=== REQUIRED WORK ===
Under no circumstances alter the records; copy each one exactly.

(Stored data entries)
##############################
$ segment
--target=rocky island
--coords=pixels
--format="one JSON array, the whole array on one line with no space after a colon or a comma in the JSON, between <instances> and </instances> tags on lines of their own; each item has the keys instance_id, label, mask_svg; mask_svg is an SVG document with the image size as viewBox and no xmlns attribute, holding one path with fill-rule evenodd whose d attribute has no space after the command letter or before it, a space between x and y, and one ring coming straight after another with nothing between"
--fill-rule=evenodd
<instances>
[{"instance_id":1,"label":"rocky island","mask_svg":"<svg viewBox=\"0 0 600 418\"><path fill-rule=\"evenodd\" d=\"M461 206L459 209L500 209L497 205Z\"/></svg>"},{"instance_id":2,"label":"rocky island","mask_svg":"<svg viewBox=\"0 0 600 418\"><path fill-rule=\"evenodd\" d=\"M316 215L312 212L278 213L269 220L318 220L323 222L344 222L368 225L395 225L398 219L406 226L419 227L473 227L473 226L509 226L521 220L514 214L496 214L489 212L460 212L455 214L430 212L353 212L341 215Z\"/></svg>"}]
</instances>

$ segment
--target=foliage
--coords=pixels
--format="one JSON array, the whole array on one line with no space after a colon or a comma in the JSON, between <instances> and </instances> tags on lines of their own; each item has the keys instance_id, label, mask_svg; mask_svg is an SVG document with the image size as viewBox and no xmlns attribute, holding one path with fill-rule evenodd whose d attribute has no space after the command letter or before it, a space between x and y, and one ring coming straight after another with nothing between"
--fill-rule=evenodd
##############################
=== TASK RESPONSE ===
$ segment
--target=rocky island
--coords=pixels
--format="one JSON array, the whole array on one line with no space after a colon or a comma in the JSON, between <instances> and </instances> tags on lines of their own; each item has the keys instance_id, label, mask_svg; mask_svg is an SVG document with the image size as viewBox and no xmlns attribute, holding one path with fill-rule evenodd whose d attribute has no space after the command letter or before it, a space between x and y, and one ring coming straight after another with nothing between"
--fill-rule=evenodd
<instances>
[{"instance_id":1,"label":"rocky island","mask_svg":"<svg viewBox=\"0 0 600 418\"><path fill-rule=\"evenodd\" d=\"M461 206L459 209L500 209L497 205Z\"/></svg>"},{"instance_id":2,"label":"rocky island","mask_svg":"<svg viewBox=\"0 0 600 418\"><path fill-rule=\"evenodd\" d=\"M316 215L312 212L278 213L269 220L318 220L323 222L344 222L368 225L395 225L398 219L406 226L419 227L473 227L473 226L509 226L521 220L514 214L496 214L489 212L460 212L455 214L430 212L353 212L341 215Z\"/></svg>"}]
</instances>

$ segment
--target=foliage
--coords=pixels
--format="one JSON array, the whole array on one line with no space after a colon or a comma in the JSON, between <instances> and </instances> tags on lines of their own; each item has the keys instance_id, label, mask_svg; mask_svg is an SVG document with the image size as viewBox and no xmlns attribute, holding one path with fill-rule evenodd whose d attribute has no space after the command letter or before it, a space between x and y, and one ring coming straight after another with nothing between"
--fill-rule=evenodd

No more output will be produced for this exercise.